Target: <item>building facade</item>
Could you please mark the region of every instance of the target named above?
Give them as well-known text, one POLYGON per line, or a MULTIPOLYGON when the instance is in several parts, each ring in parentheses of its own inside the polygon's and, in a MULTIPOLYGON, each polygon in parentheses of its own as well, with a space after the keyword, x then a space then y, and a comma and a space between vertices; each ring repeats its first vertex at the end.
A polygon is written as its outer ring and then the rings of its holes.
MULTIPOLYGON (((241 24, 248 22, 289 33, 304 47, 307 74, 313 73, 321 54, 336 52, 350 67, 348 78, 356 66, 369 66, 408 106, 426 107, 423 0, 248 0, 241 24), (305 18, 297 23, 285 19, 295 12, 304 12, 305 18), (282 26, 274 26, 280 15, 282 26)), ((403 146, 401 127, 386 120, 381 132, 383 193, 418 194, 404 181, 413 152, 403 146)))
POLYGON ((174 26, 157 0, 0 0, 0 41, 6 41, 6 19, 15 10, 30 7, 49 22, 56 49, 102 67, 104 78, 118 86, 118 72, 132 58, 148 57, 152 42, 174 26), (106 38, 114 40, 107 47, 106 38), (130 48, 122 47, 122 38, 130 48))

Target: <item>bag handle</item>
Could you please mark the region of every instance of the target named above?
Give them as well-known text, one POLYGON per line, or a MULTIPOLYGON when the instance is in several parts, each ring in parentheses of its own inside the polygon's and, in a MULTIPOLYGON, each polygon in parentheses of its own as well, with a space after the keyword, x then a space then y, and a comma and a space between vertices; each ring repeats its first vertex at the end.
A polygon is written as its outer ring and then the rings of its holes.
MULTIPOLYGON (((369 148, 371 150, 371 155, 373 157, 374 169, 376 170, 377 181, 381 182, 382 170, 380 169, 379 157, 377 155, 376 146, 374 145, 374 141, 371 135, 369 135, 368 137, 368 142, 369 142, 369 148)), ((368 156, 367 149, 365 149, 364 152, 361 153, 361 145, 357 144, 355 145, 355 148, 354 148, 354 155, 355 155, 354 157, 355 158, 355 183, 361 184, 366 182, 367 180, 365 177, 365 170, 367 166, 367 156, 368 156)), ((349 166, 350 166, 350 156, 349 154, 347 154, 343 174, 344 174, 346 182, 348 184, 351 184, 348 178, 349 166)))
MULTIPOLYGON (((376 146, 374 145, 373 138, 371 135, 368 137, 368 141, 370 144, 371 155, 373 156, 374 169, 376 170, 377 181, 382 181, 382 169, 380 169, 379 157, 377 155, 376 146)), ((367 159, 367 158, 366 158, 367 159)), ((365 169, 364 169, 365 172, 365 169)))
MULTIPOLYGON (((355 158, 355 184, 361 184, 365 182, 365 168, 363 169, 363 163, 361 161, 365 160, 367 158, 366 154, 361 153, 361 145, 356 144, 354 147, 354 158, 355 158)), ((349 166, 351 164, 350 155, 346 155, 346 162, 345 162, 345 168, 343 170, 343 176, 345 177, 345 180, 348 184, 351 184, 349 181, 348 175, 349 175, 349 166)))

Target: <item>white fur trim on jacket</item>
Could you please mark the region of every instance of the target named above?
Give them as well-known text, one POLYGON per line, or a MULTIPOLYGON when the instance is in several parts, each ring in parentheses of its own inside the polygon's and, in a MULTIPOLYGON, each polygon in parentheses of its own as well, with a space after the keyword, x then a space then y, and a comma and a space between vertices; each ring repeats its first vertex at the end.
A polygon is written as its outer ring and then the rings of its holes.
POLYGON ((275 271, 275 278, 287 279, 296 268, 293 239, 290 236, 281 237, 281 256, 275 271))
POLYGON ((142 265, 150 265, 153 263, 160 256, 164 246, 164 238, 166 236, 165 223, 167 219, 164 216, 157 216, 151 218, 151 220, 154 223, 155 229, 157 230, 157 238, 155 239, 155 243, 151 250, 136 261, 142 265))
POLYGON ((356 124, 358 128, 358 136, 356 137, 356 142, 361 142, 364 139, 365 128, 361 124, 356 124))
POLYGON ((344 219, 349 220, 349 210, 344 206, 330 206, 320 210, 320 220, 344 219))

..............................

What to produce. Each line of the material should be duplicated exactly, please.

Response area.
Target: <item>building facade</item>
Could you please mark the region of every instance of the target named above?
Give them as well-known text, one POLYGON per line, or a MULTIPOLYGON when the instance is in several parts, each ring in parentheses of its own inside the polygon's and, in a MULTIPOLYGON, each polygon in parentheses of its own as well, with a space after the keyword, x then a space then y, and a comma and a space between vertices; each ring repeats its first vertex at the end.
A polygon is written as its outer ring and then the rings of its holes.
MULTIPOLYGON (((241 24, 248 22, 289 33, 304 47, 307 74, 313 73, 321 54, 336 52, 350 67, 348 78, 356 66, 369 66, 408 106, 426 107, 423 0, 248 0, 241 24), (305 18, 297 23, 285 19, 295 12, 304 12, 305 18), (282 26, 274 26, 280 15, 282 26)), ((403 146, 401 127, 386 120, 381 132, 383 193, 418 194, 404 181, 413 152, 403 146)))
POLYGON ((174 26, 157 0, 0 0, 0 41, 6 41, 6 19, 15 10, 30 7, 49 22, 56 49, 102 67, 104 78, 118 86, 118 72, 132 58, 148 57, 152 42, 174 26), (106 38, 114 40, 107 47, 106 38), (130 48, 122 47, 122 38, 130 48))

Target: <item>bag handle</item>
Could you please mark the region of every instance of the target named above?
Give them as well-known text, one POLYGON per line, or a MULTIPOLYGON when the instance is in several parts, each ring in parentheses of its own inside the polygon's and, in a MULTIPOLYGON, each polygon in parentheses of its own as well, with a space after the keyword, x then a space then y, and a comma and a space between vertices; each ring repeats its first vertex at the end.
A polygon is written as its outer ring and then the rings of its holes.
MULTIPOLYGON (((369 148, 371 150, 371 155, 373 157, 374 169, 376 170, 377 181, 381 182, 382 170, 380 169, 379 157, 377 155, 376 146, 374 145, 374 141, 371 135, 369 135, 368 137, 368 142, 369 142, 369 148)), ((368 156, 367 149, 365 149, 364 152, 361 153, 361 145, 357 144, 355 145, 355 148, 354 148, 354 155, 355 155, 354 157, 355 158, 355 183, 361 184, 366 182, 367 180, 365 177, 365 170, 367 166, 367 156, 368 156)), ((349 166, 350 166, 350 156, 349 154, 347 154, 343 174, 344 174, 346 182, 348 184, 351 184, 348 178, 349 166)))
MULTIPOLYGON (((376 146, 374 145, 373 138, 371 135, 368 137, 368 141, 370 144, 371 155, 373 156, 374 169, 376 170, 377 181, 382 181, 382 169, 380 169, 379 157, 377 155, 376 146)), ((367 159, 367 158, 366 158, 367 159)), ((365 169, 364 169, 365 172, 365 169)))
MULTIPOLYGON (((355 158, 355 184, 361 184, 365 182, 365 168, 363 169, 363 163, 361 161, 365 160, 367 158, 366 154, 361 153, 361 145, 356 144, 354 147, 354 158, 355 158)), ((349 166, 351 164, 350 155, 346 155, 346 162, 345 162, 345 168, 343 170, 343 176, 345 177, 345 180, 348 184, 351 184, 349 181, 348 175, 349 175, 349 166)))

Target: <item>white fur trim on jacket</item>
Could you please mark the region of every instance of the target named above?
Give them as well-known text, one POLYGON per line, or a MULTIPOLYGON when the instance is in several parts, each ring in parentheses of its own inside the polygon's and, in a MULTIPOLYGON, each polygon in parentheses of its own as well, with a space after the keyword, x then a space then y, and a comma and a space between vertices; each ring repeats its first vertex at the end.
A polygon is written as its outer ring and then the rings of its holes.
POLYGON ((275 271, 275 278, 287 279, 296 268, 293 239, 290 236, 281 237, 281 256, 275 271))
POLYGON ((142 265, 150 265, 153 263, 160 256, 164 246, 164 238, 166 236, 165 223, 167 219, 164 216, 157 216, 151 218, 151 220, 154 223, 155 229, 157 230, 157 238, 155 239, 155 243, 151 250, 136 261, 142 265))
POLYGON ((356 124, 358 128, 358 136, 356 137, 356 142, 361 142, 364 139, 365 128, 361 124, 356 124))
POLYGON ((344 219, 349 220, 349 210, 344 206, 330 206, 320 210, 320 220, 344 219))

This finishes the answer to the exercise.